● **QUOTED TEXT**
>>

EP0686704A1

EP0686704A1 - Method of preparing powders for hard materials

Info

Publication number: EP0686704A1
Application number: EP95850105A
Authority: EP
Inventors: Mamoun Muhammed; Sverker Wahlberg; Ingmar Grenthe
Original assignee: Sandvik AB
Current assignee: Sandvik AB
Priority date: 1994-06-10
Filing date: 1995-06-09
Publication date: 1995-12-13
Anticipated expiration: 2015-06-09
Also published as: RU95110058A; SE9402081D0; KR960000374A; ZA954296B; SE502931C2; IL114088A0; IL114088A; JPH0841510A; EP0686704B1; SE9402081L; CN1068267C; CN1126124A; DE69502341D1; DE69502341T2; RU2130822C1; US5594929A; ATE165873T1

Abstract

According to the invention there is now provided a simple method of preparing a powder containing WC and cobalt and/or nickel. APT-powder and a powder of a basic salt of cobalt and/or nickel are mixed in water or in mixed solvents. The suspension is stirred to react at temperatures ranging from room temperature to the boiling point of the solution whereby a precipitate is formed, which precipitate is filtered off, dried and finally reduced to a metallic powder.

Description

The present invention relates to a method of preparing fine grain WC-Co(Ni)-powders for cemented carbide.
Cemented carbide and titaniumbased carbonitride alloys (often referred to as cermets) consist of hard constituents based on carbides, nitrides and/or carbonitrides of Ti, Zr, Hf, V, Nb, Ta, Cr, Mo and/or W in a binder phase essentially based on Co and/or Ni. They are made by powder metallurgical methods of milling a powder mixture containing powders forming the hard constituents and binder phase, pressing and sintering.
The milling operation is an intensive grinding in mills of different sizes and with the aid of cemented carbide milling bodies. The milling time is of the order of several hours up to days. Milling is believed to be necessary in order to obtain a uniform distribution of the binder phase in the milled mixture. It is further believed that the intensive milling increases the reactivity of the mixture which further promotes the formation of a dense structure.
GB 346,473 discloses a method of making cemented carbide bodies. Instead of milling, the hard constituent grains are coated with binder phase with an electrolytic method, pressed and sintered to a dense structure. This and other similar methods are, however, not suited for cemented carbide production in a large industrial scale and milling is almost exclusively used within the cemented carbide industry today.

<<

● **RECORDED INFORMATION**
>>

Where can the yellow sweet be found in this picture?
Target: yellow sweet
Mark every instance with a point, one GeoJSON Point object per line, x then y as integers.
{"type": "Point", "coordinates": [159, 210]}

<<

● **TASKS AND EXERCISES**
(1) From the powder patent, please reproduce the passage starting at "Cemented carbide and" and ending at "of a dense structure.".
(2) List every inventor named in the powder patent.
(3) In the powder patent, which earlier publication discloses coating the hard constituent grains with binder phase by an electrolytic method?

● **SOLUTION LIST**
(1)
Cemented carbide and titaniumbased carbonitride alloys (often referred to as cermets) consist of hard constituents based on carbides, nitrides and/or carbonitrides of Ti, Zr, Hf, V, Nb, Ta, Cr, Mo and/or W in a binder phase essentially based on Co and/or Ni. They are made by powder metallurgical methods of milling a powder mixture containing powders forming the hard constituents and binder phase, pressing and sintering.
The milling operation is an intensive grinding in mills of different sizes and with the aid of cemented carbide milling bodies. The milling time is of the order of several hours up to days. Milling is believed to be necessary in order to obtain a uniform distribution of the binder phase in the milled mixture. It is further believed that the intensive milling increases the reactivity of the mixture which further promotes the formation of a dense structure.

(2)
Mamoun Muhammed
Sverker Wahlberg
Ingmar Grenthe

(3) GB 346,473